## Requisitos
1. De acordo com o texto fornecido, qual é a porcentagem dos investimentos privados de pesquisa e desenvolvimento pela qual a indústria de transformação ainda responde?
2. Transcreva o trecho do texto fornecido a partir das palavras que contêm "Crítico não só" e pare logo após "uma questão inegociável?".

## Texto fornecido
━━━━━━━━━━━━━━━━━━━━━━━━━━━━━━

O Brasil se contentou em ser uma potência do agronegócio? A indústria, setor do qual a Klabin faz parte, pode voltar a ser competitiva?

É uma tragédia o retrocesso industrial do Brasil. A porcentagem no PIB praticamente caiu à metade nas últimas décadas. Mas a indústria de transformação ainda é responsável por 70% dos investimentos privados de pesquisa e desenvolvimento, e mais de 50% das exportações. As relações de trabalho são majoritariamente formais. A indústria tem um papel absolutamente fundamental, apesar de ter perdido muito espaço. Mas não é a mesma indústria de antes. A gente precisa tirar da cabeça a ideia do subsídio, das porteiras fechadas, das escolhas de vencedores. É uma outra indústria: 4.0, tecnológica. É isso que vemos no resto do mundo: muitos países tentando revitalizar suas indústrias. Aqui, a gente não está fazendo nada. Não adianta pensar que vamos chegar lá sendo só exportadores de produtos primários. Precisamos vender toneladas de soja para comprar um notebook estrangeiro. Precisamos incorporar tecnologia, vender marcas, vender muito mais serviços. E não podemos negar que os industriais defenderam proteções e fronteiras, achando que o mercado interno era suficiente. Por isso, é necessário mudar a mentalidade dos industriais.

Acionista da gigante de papel e celulose Klabin e ex-presidente da Federação das Indústrias do Estado de São Paulo (Fiesp), Horácio Lafer Piva foi um dos primeiros empresários a aderir à carta de apoio à democracia, elaborada com o apoio de múltiplas instituições, após o presidente Jair Bolsonaro ter criticado o sistema eleitoral brasileiro em uma reunião com embaixadores. Sobre a reação do presidente após diversos empresários terem aderido ao texto, o executivo afirmou ao Estadão: “Pela primeira vez, não me incomodo em ser chamado de mau-caráter.”

Crítico não só a Bolsonaro, mas também a Lula, Lafer Piva está no grupo de empresários que ainda vê uma pequena chance de a candidatura de Simone Tebet (PMDB) decolar. Segundo ele, Lula e Bolsonaro representam não só a polarização política, mas também têm poucas chances de levar o País adiante. “O Bolsonaro nos leva para o abismo. O Lula nos deixaria parados, talvez com pequenos avanços, em um país que precisava de grandes avanços”, disse Lafer Piva.

Horácio Lafer Piva, acionista da Klabin e ex-presidente da Fiesp Foto: Silvana Garzaro/Estadão

Durante a conversa, ele também falou sobre a necessidade de pensar o Brasil de forma estruturada, sobre o papel da indústria na economia e classificou o bolsonarismo como “elitista, egoísta e assustador”.

Leia, a seguir, os principais trechos da entrevista:

A carta de apoio à democracia foi importante para marcar que essa é uma questão inegociável?

━━━━━━━━━━━━━━━━━━━━━━━━━━━━━━

## Linhas de dados

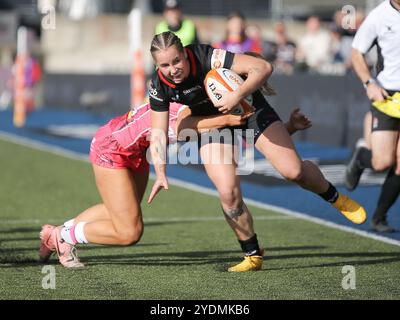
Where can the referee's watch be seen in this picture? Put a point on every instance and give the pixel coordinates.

━━━━━━━━━━━━━━━━━━━━━━━━━━━━━━

## Resultados por tarefa
1. A indústria de transformação responde por 70% desses investimentos.

2.
Crítico não só a Bolsonaro, mas também a Lula, Lafer Piva está no grupo de empresários que ainda vê uma pequena chance de a candidatura de Simone Tebet (PMDB) decolar. Segundo ele, Lula e Bolsonaro representam não só a polarização política, mas também têm poucas chances de levar o País adiante. “O Bolsonaro nos leva para o abismo. O Lula nos deixaria parados, talvez com pequenos avanços, em um país que precisava de grandes avanços”, disse Lafer Piva.

Horácio Lafer Piva, acionista da Klabin e ex-presidente da Fiesp Foto: Silvana Garzaro/Estadão

Durante a conversa, ele também falou sobre a necessidade de pensar o Brasil de forma estruturada, sobre o papel da indústria na economia e classificou o bolsonarismo como “elitista, egoísta e assustador”.

Leia, a seguir, os principais trechos da entrevista:

A carta de apoio à democracia foi importante para marcar que essa é uma questão inegociável?